[Start of Attachment]
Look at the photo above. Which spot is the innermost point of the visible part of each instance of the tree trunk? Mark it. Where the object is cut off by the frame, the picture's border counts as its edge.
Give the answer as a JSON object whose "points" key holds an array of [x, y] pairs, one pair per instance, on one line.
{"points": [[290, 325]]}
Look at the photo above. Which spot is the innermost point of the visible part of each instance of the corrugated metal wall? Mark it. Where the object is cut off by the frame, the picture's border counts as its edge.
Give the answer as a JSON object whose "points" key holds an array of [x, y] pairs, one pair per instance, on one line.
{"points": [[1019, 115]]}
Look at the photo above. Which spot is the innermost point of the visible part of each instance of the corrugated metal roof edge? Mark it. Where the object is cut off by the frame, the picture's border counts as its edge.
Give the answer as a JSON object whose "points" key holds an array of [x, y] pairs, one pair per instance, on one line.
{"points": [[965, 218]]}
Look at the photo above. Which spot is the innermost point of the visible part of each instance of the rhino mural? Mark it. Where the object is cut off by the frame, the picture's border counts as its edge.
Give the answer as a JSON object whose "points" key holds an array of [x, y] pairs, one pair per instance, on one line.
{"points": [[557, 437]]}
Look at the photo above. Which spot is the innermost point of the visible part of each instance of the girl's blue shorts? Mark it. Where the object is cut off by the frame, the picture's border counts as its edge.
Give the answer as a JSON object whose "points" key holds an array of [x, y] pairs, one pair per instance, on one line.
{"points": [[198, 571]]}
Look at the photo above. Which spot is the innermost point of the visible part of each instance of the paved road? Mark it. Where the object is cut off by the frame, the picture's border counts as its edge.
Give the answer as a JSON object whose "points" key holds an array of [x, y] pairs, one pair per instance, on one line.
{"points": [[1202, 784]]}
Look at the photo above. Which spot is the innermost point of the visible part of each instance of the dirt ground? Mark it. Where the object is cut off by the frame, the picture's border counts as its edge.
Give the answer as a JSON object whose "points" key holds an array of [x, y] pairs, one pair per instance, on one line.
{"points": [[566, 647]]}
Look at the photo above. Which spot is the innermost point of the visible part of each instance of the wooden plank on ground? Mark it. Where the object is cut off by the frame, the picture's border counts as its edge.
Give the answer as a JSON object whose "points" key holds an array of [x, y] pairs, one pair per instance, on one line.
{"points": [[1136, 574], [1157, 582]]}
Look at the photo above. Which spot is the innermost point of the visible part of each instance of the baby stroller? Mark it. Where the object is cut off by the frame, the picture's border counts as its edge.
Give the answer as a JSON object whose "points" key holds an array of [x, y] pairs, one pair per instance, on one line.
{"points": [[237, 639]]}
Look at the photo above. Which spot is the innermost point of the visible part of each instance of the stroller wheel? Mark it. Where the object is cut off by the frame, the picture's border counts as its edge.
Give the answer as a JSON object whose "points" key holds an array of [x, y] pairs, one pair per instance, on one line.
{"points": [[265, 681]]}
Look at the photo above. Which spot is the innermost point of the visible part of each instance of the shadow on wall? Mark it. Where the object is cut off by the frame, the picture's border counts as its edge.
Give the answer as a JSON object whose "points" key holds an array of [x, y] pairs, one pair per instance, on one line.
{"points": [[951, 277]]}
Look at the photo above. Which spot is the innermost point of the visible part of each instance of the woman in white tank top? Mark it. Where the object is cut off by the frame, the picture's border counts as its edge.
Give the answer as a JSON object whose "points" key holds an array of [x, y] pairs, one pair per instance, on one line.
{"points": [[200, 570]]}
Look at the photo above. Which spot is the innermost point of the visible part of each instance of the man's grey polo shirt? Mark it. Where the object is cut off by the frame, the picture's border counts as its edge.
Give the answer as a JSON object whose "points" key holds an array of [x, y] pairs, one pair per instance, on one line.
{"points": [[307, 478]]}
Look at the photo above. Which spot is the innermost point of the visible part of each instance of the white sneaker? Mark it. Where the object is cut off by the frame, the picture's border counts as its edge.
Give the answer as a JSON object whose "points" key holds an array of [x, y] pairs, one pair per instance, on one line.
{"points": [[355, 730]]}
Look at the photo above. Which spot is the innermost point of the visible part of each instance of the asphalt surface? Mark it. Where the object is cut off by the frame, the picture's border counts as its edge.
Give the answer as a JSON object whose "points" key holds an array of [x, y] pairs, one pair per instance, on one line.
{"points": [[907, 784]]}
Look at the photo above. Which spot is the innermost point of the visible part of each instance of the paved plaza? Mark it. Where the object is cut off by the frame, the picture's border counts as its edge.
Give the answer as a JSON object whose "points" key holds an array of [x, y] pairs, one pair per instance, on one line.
[End of Attachment]
## Work instructions
Where a line of the material holds the word "metal", copy that line.

## Solution to this exercise
Look at the photo above. Which spot is the innermost point of the visible part of each instance of the corrugated metal wall? Mark it. Where the object is cut off by the frame, the picture's border counts as its edge.
Look at the photo above. Which spot is the innermost point of the visible part of each instance of the corrugated metal roof edge? Mark it. Where the object is cut off by the frame, the picture's border counts as its edge.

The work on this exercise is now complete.